A run of records

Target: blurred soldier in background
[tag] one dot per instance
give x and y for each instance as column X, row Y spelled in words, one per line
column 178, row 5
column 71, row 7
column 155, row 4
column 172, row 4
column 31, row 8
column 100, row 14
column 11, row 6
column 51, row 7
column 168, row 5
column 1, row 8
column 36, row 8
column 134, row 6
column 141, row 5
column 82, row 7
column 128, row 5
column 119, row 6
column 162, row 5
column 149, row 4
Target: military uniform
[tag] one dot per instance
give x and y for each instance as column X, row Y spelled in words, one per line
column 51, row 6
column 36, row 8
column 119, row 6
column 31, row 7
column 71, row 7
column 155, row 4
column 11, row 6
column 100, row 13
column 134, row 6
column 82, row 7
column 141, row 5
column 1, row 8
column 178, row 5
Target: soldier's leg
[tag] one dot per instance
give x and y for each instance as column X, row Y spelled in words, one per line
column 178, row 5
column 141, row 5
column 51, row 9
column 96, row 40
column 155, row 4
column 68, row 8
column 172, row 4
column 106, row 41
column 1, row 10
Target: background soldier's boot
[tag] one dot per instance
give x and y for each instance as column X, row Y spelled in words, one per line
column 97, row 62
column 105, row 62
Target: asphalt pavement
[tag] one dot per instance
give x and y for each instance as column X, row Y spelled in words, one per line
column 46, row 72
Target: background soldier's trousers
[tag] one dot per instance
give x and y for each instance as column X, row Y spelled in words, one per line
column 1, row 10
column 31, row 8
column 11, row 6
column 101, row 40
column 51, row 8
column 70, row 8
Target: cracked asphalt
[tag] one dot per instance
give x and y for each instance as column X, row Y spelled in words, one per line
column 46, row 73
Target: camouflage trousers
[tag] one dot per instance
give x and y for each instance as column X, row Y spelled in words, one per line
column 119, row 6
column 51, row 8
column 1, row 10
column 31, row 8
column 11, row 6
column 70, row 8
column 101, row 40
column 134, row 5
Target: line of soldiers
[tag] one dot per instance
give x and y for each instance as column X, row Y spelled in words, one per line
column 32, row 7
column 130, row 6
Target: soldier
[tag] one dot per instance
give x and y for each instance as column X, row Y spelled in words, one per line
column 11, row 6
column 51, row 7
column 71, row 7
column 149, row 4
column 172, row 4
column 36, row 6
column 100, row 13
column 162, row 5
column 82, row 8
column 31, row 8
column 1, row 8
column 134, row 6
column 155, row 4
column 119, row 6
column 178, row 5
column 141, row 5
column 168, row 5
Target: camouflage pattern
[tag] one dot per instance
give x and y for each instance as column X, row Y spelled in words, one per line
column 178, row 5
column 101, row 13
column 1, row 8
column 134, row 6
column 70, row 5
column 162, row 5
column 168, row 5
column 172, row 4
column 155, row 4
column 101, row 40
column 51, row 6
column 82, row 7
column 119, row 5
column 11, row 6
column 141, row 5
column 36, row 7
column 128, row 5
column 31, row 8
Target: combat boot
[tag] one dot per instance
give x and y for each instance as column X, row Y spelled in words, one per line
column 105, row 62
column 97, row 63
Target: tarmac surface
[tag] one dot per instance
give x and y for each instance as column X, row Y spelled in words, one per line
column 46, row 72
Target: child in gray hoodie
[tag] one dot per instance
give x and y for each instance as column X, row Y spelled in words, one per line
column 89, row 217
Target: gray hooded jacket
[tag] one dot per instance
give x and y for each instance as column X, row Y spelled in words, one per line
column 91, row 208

WORK TO DO →
Reproduce only the lines between the line containing "Target: camouflage trousers" and the last line of the records, those two lines included, exactly.

ANSWER TO THIS TASK →
Target: camouflage trousers
[tag] one dot per instance
give x and y for each instance as column X, row Y spelled in words, one per line
column 119, row 6
column 51, row 8
column 1, row 10
column 31, row 8
column 11, row 6
column 70, row 8
column 101, row 40
column 134, row 5
Target: line of soldiers
[tag] one dot per instance
give x and y for each instance as column X, row Y spelled in words, one per line
column 32, row 7
column 130, row 6
Target: soldier
[tag] one dot per instance
give x and y for each instance as column X, row Y spelled in words, one per line
column 11, row 6
column 51, row 7
column 71, row 7
column 149, row 4
column 172, row 4
column 36, row 6
column 100, row 13
column 162, row 5
column 82, row 8
column 31, row 8
column 1, row 8
column 134, row 6
column 155, row 4
column 119, row 6
column 178, row 5
column 141, row 5
column 168, row 5
Target: camouflage pattern
[tag] one dot per instance
give x and y for each instance as column X, row Y spelled in words, one per line
column 178, row 5
column 101, row 13
column 1, row 8
column 134, row 6
column 70, row 5
column 162, row 5
column 168, row 5
column 172, row 4
column 155, row 4
column 101, row 40
column 51, row 6
column 82, row 7
column 119, row 5
column 11, row 6
column 141, row 5
column 36, row 7
column 128, row 5
column 31, row 8
Target: combat boot
[tag] one dot per instance
give x and y for each instance as column X, row Y spelled in words, one per line
column 105, row 62
column 97, row 63
Target: tarmac surface
[tag] one dot per instance
give x and y for each instance as column X, row Y spelled in words, one per line
column 46, row 72
Target: child in gray hoodie
[tag] one dot per instance
give x and y for each instance as column X, row Y spelled in words, one per line
column 89, row 217
Target: gray hooded jacket
[tag] one dot per instance
give x and y for each instance as column X, row Y spelled in words, one per line
column 91, row 208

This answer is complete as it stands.